━━━━━ Data section

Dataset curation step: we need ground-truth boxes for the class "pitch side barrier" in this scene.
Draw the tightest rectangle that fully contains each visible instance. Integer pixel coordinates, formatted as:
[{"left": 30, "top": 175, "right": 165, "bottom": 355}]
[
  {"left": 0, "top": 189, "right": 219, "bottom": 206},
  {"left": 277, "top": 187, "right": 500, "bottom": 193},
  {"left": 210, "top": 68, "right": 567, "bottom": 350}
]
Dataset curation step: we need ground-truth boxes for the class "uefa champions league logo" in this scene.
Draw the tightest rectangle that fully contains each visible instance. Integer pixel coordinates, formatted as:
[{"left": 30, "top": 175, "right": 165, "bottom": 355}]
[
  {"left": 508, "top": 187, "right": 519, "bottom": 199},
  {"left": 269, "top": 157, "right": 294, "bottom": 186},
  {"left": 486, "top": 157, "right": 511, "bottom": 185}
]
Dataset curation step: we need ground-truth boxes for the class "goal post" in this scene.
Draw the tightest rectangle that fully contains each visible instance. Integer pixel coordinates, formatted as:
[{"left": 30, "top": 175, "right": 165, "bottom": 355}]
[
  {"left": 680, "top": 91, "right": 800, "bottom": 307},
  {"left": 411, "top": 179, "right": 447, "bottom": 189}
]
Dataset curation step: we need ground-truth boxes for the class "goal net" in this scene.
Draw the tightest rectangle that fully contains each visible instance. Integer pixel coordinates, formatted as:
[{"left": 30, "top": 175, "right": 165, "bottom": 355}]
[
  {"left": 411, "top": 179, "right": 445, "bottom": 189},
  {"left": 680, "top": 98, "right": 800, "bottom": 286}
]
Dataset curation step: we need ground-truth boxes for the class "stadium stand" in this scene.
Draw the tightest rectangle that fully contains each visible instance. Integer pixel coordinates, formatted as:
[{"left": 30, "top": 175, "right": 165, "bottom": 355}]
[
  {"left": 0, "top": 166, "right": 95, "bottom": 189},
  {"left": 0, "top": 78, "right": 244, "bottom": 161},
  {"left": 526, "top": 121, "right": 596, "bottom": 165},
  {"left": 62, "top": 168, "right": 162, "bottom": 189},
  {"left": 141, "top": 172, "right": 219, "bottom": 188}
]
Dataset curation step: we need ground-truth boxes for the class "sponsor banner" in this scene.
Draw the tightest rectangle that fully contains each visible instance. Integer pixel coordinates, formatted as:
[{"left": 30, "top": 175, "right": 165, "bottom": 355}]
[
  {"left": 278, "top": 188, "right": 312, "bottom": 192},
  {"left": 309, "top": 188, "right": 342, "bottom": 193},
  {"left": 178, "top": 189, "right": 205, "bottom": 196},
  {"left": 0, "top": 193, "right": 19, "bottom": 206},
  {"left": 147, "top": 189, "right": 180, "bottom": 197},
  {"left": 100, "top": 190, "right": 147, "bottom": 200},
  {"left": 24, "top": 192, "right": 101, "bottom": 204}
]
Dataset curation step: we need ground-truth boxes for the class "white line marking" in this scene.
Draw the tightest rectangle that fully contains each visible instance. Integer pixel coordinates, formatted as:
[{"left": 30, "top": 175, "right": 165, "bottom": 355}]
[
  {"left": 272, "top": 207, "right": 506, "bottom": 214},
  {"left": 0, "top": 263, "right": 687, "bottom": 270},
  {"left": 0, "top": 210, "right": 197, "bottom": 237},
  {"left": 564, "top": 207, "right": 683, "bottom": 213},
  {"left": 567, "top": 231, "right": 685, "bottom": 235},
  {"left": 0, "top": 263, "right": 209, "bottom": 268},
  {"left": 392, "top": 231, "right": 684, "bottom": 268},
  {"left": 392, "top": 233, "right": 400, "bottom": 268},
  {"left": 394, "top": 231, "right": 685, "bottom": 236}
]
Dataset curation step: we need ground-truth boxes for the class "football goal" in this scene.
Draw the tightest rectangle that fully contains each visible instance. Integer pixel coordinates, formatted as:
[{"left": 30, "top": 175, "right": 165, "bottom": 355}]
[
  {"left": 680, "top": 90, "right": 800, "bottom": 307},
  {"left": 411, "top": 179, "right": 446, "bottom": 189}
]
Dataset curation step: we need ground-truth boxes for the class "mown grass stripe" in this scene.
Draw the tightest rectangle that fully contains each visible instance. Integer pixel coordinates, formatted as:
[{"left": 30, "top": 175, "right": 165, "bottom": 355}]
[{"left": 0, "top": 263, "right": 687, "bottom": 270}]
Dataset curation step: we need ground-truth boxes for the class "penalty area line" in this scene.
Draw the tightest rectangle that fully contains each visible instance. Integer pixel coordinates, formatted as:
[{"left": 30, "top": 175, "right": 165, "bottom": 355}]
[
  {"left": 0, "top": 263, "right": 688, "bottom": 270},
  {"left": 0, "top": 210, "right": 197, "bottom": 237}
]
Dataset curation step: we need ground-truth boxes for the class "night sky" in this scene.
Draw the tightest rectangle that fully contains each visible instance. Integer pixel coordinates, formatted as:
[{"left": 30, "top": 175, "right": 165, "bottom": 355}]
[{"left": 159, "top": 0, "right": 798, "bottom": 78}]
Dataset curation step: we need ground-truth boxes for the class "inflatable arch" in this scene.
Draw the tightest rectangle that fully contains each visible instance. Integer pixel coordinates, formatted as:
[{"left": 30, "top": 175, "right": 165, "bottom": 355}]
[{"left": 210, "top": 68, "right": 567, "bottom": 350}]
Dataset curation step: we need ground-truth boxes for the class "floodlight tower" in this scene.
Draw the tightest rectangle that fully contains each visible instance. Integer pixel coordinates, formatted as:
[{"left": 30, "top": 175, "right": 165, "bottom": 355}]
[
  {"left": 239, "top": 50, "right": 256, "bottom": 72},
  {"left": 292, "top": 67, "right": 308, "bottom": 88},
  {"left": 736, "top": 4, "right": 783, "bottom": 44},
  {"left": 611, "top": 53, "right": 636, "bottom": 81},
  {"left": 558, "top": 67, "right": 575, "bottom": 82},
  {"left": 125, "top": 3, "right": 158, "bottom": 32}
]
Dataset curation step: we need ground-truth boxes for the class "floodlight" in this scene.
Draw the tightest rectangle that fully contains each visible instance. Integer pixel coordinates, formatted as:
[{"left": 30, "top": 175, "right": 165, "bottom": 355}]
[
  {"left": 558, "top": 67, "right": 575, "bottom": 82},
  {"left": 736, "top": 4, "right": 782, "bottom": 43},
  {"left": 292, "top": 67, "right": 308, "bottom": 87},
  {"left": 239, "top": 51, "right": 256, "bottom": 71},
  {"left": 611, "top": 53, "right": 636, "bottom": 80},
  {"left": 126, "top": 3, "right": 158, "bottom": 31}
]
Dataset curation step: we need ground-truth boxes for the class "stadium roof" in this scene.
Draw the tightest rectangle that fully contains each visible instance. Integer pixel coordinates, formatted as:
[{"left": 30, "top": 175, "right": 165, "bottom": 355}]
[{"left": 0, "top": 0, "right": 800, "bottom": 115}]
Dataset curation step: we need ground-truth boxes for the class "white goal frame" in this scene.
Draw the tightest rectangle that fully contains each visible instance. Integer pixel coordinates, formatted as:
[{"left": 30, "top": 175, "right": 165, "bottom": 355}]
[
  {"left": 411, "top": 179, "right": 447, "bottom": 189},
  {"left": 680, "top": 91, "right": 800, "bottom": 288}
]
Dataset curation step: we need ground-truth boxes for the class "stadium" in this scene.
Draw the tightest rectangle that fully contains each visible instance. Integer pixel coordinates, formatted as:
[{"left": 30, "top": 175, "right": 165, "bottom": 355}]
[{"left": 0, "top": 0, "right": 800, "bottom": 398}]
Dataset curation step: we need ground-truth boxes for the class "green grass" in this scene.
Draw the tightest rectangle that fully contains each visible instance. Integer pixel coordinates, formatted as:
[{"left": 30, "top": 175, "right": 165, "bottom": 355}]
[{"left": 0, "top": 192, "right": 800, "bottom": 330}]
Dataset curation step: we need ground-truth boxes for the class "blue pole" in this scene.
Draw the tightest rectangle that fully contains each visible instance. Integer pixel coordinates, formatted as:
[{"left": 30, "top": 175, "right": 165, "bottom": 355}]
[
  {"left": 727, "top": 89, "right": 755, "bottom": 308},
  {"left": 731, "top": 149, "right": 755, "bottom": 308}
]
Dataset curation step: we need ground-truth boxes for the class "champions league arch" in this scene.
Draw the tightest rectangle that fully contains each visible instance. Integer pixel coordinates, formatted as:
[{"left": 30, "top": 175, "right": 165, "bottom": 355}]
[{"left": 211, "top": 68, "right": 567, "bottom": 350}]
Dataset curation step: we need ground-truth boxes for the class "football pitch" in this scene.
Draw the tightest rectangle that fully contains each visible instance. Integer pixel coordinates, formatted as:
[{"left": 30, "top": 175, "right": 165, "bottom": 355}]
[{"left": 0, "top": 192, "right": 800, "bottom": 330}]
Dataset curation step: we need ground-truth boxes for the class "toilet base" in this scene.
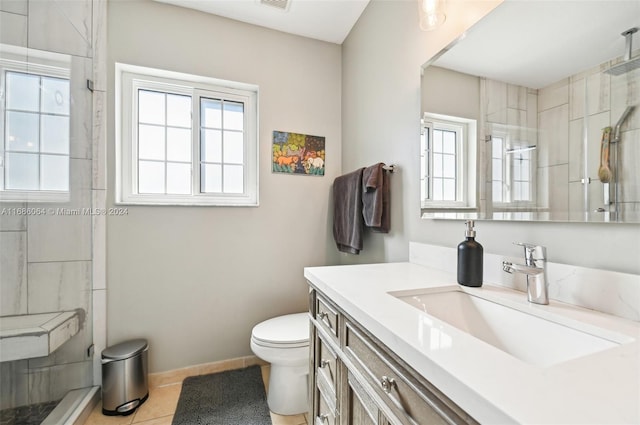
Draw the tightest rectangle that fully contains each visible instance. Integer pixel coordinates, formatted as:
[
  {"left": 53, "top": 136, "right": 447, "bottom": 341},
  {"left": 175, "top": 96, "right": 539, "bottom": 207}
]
[{"left": 267, "top": 363, "right": 309, "bottom": 415}]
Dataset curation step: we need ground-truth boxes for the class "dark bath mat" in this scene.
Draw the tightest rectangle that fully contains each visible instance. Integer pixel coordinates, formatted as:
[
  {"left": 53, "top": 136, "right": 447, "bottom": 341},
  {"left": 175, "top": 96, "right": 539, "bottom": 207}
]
[{"left": 172, "top": 366, "right": 272, "bottom": 425}]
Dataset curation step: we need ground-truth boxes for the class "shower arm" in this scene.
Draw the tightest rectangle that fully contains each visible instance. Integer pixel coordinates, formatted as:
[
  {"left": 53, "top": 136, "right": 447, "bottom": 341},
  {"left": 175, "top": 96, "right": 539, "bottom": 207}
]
[
  {"left": 621, "top": 28, "right": 638, "bottom": 61},
  {"left": 611, "top": 106, "right": 635, "bottom": 143}
]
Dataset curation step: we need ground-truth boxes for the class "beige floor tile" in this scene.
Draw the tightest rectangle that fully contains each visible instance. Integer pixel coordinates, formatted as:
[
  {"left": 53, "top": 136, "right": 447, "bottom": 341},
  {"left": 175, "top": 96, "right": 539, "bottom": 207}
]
[
  {"left": 133, "top": 384, "right": 182, "bottom": 423},
  {"left": 270, "top": 412, "right": 307, "bottom": 425},
  {"left": 260, "top": 365, "right": 271, "bottom": 392},
  {"left": 84, "top": 402, "right": 133, "bottom": 425}
]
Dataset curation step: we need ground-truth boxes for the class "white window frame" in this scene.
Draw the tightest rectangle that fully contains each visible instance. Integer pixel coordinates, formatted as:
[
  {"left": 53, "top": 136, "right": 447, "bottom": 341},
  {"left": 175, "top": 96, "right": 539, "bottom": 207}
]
[
  {"left": 0, "top": 45, "right": 72, "bottom": 202},
  {"left": 420, "top": 112, "right": 477, "bottom": 209},
  {"left": 115, "top": 63, "right": 259, "bottom": 206}
]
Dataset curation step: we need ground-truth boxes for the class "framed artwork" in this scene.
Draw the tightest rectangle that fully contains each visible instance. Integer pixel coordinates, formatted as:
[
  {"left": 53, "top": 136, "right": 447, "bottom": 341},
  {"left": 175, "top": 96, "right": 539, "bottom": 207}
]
[{"left": 271, "top": 131, "right": 325, "bottom": 176}]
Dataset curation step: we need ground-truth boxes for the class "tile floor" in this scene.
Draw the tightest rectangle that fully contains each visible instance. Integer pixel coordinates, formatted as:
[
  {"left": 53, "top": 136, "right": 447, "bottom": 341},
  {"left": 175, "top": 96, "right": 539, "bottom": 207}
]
[{"left": 84, "top": 365, "right": 308, "bottom": 425}]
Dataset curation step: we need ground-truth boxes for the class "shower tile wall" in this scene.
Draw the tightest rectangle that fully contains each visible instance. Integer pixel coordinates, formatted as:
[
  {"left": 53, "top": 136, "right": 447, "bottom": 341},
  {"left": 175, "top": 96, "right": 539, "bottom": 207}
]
[
  {"left": 481, "top": 79, "right": 540, "bottom": 209},
  {"left": 0, "top": 0, "right": 106, "bottom": 409},
  {"left": 538, "top": 53, "right": 640, "bottom": 220}
]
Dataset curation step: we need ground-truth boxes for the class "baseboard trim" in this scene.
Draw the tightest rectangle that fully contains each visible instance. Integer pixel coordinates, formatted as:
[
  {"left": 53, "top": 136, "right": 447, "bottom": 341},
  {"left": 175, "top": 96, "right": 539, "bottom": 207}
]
[{"left": 149, "top": 356, "right": 268, "bottom": 388}]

━━━━━━━━━━

* _Task objective_: How many lines in the items above contain the word "white"? Reply with the number alone.

* _Full solution_: 3